Renvoyez, s'il vous plaît, sans aucune modification le passage du texte sur Guillaume de Roquemaurel qui va de « Il voit dans » jusqu'à « en coulisses ? » inclus.

> TEXTE À LIRE
_ _ _ _ _ _ _

Guillaume de Roquemaurel

Co-fondateur d’Artefact, Guillaume de Roquemaurel est un personnage déroutant, qui trace un chemin manifestement très équilibré entre une ambition assumée et une humilité sincère. Il apparaît rapidement que nous sommes face à un entrepreneur né. Guillaume, raconte ses coups de bluff avec un sourire juvénile, se définit « plutôt comme un moine que comme un chevalier » pour qui « tout ce qui est excessif est insignifiant ».

Il voit dans la fonction du dirigeant « la capacité de se mettre au service des autres ». Pour lui, il est ridicule de transformer les patrons en héros et de « les traîner du pinacle à la boue, comme ce fut le cas pour Carlos Ghosn » : « Tout ça, c’est du théâtre. »

Alors, qu’en est-il en coulisses ?


Un business d’agence fondée sur la donnée


C’était en 2014. A l’époque, Artefact se fait très vite un nom dans le milieu du conseil, en imaginant une nouvelle race d’agence, fondée sur la donnée et sur l’IA – à l’époque, ces termes n’étaient pas encore dans toutes les bouches. « Les piliers d’Artefact, ce sont les sciences, confirme Guillaume. C’est notre signature, notre dénominateur commun à Vincent et moi : nous avons un parcours très similaire. (NDLR Vincent Luciani – co-président d’Artefact) »


Une histoire de rencontre


Après Polytechnique, un début de carrière chez McKinsey où les deux futurs associés se rencontrent avec la même volonté de construire. « Sur la stratégie d’entreprise, nous avons toujours été très alignés. Il n’y a pas l’épaisseur d’une feuille de papier à cigarette entre nous. Nous avons les mêmes objectifs. »

_ _ _ _ _ _ _

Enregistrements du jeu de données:
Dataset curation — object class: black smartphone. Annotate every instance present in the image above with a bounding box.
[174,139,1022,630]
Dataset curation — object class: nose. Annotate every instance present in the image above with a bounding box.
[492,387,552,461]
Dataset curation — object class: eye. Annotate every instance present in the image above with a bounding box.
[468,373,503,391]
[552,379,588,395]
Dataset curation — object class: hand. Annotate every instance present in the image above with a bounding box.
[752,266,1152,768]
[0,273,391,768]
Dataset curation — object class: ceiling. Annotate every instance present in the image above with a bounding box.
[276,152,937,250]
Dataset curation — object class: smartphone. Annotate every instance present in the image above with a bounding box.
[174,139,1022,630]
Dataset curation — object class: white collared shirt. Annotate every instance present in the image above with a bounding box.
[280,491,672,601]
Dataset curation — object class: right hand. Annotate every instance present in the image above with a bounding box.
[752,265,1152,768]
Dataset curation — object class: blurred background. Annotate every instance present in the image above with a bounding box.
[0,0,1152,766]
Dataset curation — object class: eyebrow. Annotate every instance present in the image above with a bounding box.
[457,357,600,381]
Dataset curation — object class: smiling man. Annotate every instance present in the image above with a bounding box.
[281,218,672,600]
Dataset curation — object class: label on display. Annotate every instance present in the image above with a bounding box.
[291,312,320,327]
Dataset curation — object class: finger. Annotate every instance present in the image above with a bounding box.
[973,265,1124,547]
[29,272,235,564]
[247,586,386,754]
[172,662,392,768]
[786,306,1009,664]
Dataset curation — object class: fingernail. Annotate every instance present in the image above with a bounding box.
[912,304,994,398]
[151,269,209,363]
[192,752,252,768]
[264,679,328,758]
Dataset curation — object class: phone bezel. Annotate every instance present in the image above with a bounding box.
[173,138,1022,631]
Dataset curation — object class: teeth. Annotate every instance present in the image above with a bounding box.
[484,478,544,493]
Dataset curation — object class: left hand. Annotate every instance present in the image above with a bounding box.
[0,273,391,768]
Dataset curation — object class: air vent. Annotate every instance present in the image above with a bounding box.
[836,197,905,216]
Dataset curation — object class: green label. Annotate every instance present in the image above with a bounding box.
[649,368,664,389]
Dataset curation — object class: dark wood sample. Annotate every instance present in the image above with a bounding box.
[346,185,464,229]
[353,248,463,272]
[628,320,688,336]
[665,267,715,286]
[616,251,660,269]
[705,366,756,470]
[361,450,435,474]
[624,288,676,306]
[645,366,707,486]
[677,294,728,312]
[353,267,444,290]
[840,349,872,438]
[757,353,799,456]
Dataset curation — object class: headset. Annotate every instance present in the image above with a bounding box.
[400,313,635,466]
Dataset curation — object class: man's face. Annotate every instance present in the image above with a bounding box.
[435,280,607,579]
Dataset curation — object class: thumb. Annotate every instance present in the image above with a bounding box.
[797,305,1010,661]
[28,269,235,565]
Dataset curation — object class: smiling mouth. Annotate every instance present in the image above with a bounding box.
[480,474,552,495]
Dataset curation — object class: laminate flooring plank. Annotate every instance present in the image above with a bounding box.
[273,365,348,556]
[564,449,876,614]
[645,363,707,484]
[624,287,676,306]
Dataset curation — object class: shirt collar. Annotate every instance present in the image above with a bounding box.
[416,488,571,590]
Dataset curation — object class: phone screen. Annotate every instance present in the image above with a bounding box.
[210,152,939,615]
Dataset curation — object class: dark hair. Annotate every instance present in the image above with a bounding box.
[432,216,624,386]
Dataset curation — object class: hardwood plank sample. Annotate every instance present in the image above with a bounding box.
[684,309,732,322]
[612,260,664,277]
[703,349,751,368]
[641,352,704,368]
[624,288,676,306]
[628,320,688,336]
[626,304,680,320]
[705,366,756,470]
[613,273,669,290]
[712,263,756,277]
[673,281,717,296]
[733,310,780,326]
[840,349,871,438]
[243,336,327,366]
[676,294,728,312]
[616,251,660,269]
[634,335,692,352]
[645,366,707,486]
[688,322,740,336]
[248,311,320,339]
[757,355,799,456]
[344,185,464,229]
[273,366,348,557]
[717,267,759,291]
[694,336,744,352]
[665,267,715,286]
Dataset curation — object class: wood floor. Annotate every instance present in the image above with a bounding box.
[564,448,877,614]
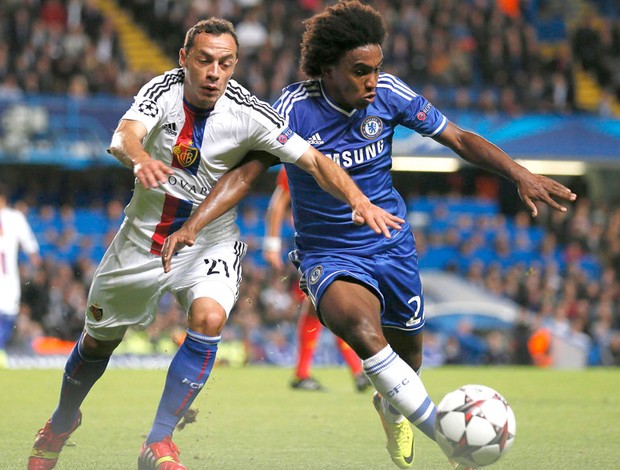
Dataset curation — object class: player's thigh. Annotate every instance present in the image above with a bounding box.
[170,241,247,323]
[86,235,163,341]
[383,328,424,371]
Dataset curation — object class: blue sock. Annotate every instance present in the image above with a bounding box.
[52,336,110,433]
[146,329,220,444]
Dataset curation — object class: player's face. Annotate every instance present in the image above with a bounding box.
[322,44,383,110]
[179,33,237,109]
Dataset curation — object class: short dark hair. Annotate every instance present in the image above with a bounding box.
[301,0,386,78]
[183,18,239,53]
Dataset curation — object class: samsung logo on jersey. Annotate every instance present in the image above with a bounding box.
[325,139,385,168]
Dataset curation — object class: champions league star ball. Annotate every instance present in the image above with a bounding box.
[435,385,517,468]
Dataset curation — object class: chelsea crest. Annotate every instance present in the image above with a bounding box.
[360,116,383,140]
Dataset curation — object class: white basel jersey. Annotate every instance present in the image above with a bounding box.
[117,68,309,254]
[0,207,39,315]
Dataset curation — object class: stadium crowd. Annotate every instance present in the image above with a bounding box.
[0,0,620,365]
[0,0,620,114]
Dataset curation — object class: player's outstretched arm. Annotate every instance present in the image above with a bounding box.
[296,147,405,238]
[108,119,173,189]
[435,123,577,217]
[161,152,275,272]
[263,184,291,271]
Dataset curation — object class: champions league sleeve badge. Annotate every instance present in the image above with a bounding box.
[360,116,383,140]
[138,100,157,117]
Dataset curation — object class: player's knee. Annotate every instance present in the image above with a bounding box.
[189,309,226,336]
[82,334,121,359]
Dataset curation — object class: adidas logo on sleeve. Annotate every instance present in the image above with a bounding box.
[307,132,325,145]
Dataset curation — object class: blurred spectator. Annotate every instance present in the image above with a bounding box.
[0,0,620,114]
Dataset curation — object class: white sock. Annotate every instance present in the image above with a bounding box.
[362,345,436,440]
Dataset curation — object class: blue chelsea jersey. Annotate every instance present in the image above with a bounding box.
[274,73,448,254]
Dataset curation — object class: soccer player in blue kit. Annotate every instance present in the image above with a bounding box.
[162,0,576,468]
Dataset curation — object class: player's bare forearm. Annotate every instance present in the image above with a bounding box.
[263,185,291,270]
[161,153,273,272]
[297,147,405,238]
[437,124,577,217]
[108,120,173,189]
[184,155,271,233]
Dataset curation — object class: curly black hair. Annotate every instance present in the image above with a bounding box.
[301,0,386,78]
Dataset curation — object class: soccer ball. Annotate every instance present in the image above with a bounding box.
[435,385,517,468]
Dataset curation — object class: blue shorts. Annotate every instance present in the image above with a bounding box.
[289,234,424,334]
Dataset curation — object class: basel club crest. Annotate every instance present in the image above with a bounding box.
[172,141,198,168]
[308,266,323,284]
[360,116,383,140]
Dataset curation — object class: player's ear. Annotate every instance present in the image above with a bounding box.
[321,65,334,77]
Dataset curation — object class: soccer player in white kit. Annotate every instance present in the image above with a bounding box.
[28,18,403,470]
[0,183,40,360]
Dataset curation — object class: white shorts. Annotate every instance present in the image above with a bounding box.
[86,230,247,340]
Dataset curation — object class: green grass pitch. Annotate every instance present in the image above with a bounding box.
[0,366,620,470]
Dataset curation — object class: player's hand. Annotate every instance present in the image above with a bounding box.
[352,200,405,238]
[517,172,577,217]
[263,248,284,271]
[161,227,196,273]
[133,158,174,189]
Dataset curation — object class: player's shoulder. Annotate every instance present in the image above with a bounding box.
[141,67,185,101]
[223,78,284,126]
[377,72,419,101]
[274,80,322,116]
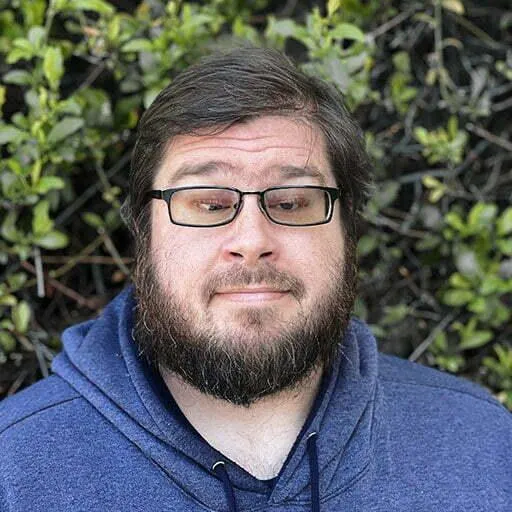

_ _ _ _ _ _ _

> RÉPONSE ATTENDUE
Il voit dans la fonction du dirigeant « la capacité de se mettre au service des autres ». Pour lui, il est ridicule de transformer les patrons en héros et de « les traîner du pinacle à la boue, comme ce fut le cas pour Carlos Ghosn » : « Tout ça, c’est du théâtre. »

Alors, qu’en est-il en coulisses ?